**PROBLEM STATEMENT**
Recast every line of the rows below as a Markdown table with two columns, Line No. and Row Text, numbering each line in order. Leave out any blank lines.

**DATASET EXCERPTS**
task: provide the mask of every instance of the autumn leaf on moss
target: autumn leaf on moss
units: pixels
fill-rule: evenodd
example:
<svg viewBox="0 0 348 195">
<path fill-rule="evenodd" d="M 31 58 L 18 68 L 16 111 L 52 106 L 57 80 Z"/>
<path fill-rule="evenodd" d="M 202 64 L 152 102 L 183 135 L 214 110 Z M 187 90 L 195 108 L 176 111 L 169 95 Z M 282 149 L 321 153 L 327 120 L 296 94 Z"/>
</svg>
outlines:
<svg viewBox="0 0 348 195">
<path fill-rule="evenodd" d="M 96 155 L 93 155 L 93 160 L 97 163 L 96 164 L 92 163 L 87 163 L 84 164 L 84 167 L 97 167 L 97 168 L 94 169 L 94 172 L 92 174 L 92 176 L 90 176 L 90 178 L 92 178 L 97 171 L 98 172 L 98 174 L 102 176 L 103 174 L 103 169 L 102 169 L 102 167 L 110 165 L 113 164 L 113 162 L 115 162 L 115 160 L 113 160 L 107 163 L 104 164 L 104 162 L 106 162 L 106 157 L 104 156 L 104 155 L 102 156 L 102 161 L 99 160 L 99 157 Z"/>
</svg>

**RESULT BELOW**
| Line No. | Row Text |
|---|---|
| 1 | task: provide the mask of every instance of the autumn leaf on moss |
| 2 | target: autumn leaf on moss |
| 3 | units: pixels |
| 4 | fill-rule: evenodd |
| 5 | example: |
| 6 | <svg viewBox="0 0 348 195"> |
| 7 | <path fill-rule="evenodd" d="M 31 58 L 18 68 L 16 111 L 52 106 L 57 80 Z"/> |
| 8 | <path fill-rule="evenodd" d="M 202 64 L 152 102 L 183 135 L 214 110 Z M 187 90 L 195 108 L 176 111 L 169 95 Z M 282 149 L 321 153 L 327 120 L 296 94 Z"/> |
| 9 | </svg> |
| 10 | outlines: |
| 11 | <svg viewBox="0 0 348 195"> |
| 12 | <path fill-rule="evenodd" d="M 96 155 L 93 155 L 93 160 L 97 163 L 96 164 L 92 163 L 87 163 L 84 164 L 84 167 L 97 167 L 97 168 L 94 169 L 94 172 L 92 174 L 92 176 L 90 176 L 90 178 L 92 178 L 97 171 L 98 172 L 98 174 L 102 176 L 103 174 L 103 169 L 102 169 L 102 167 L 110 165 L 113 164 L 113 162 L 115 162 L 115 160 L 113 160 L 107 163 L 104 164 L 104 162 L 106 162 L 106 157 L 104 156 L 104 155 L 102 156 L 102 161 L 99 160 L 99 157 Z"/> |
| 13 | </svg> |